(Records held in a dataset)

----

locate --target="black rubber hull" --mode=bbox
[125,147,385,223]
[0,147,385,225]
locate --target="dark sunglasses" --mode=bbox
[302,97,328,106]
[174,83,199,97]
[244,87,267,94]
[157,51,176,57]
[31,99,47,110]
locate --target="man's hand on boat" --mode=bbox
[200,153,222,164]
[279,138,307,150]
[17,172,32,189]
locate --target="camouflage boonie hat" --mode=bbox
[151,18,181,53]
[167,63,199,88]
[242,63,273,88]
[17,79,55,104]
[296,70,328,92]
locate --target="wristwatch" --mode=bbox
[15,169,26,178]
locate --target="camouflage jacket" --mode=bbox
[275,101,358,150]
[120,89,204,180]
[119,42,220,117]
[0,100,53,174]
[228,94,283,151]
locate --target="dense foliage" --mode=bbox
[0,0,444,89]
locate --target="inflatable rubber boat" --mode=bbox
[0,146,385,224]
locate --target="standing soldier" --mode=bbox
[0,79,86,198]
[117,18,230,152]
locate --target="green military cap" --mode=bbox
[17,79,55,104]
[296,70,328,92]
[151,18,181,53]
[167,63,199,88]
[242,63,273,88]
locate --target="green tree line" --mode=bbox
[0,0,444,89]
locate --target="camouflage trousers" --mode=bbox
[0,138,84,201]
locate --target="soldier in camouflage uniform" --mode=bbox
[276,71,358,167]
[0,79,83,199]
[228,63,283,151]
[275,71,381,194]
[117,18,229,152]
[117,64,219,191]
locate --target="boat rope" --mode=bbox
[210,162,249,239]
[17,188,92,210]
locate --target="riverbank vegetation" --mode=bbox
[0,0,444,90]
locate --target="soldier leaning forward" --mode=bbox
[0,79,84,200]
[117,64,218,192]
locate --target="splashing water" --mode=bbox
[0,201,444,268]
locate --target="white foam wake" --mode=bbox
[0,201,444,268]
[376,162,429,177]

----

§ Work to be completed
Copy the data word for word, from its first line through the line that contains "[117,18,230,152]", with that line included.

§ Reply to the exercise
locate --target="black rubber hull" --mode=bbox
[125,147,385,223]
[0,147,385,225]
locate --target="dark sunglasses" --mode=bbox
[302,97,328,106]
[174,83,199,97]
[244,87,267,94]
[157,51,176,57]
[31,99,47,110]
locate --target="man's hand on boat" --mode=bbox
[200,153,222,164]
[279,138,307,150]
[17,172,32,189]
locate --target="camouflage boonie hat" --mode=bbox
[151,18,181,53]
[167,63,199,88]
[242,63,273,88]
[17,79,55,104]
[296,70,328,92]
locate --target="wristwatch" --mode=bbox
[15,169,26,178]
locate --target="camouflage jacket" --mode=bbox
[275,101,358,150]
[120,89,204,180]
[119,42,220,117]
[0,100,53,174]
[228,94,283,151]
locate --target="dense foliage" --mode=bbox
[0,0,444,89]
locate --target="inflatable rubber boat" --mode=bbox
[0,146,385,224]
locate --target="standing soldier" --mode=bbox
[0,79,86,198]
[117,18,230,152]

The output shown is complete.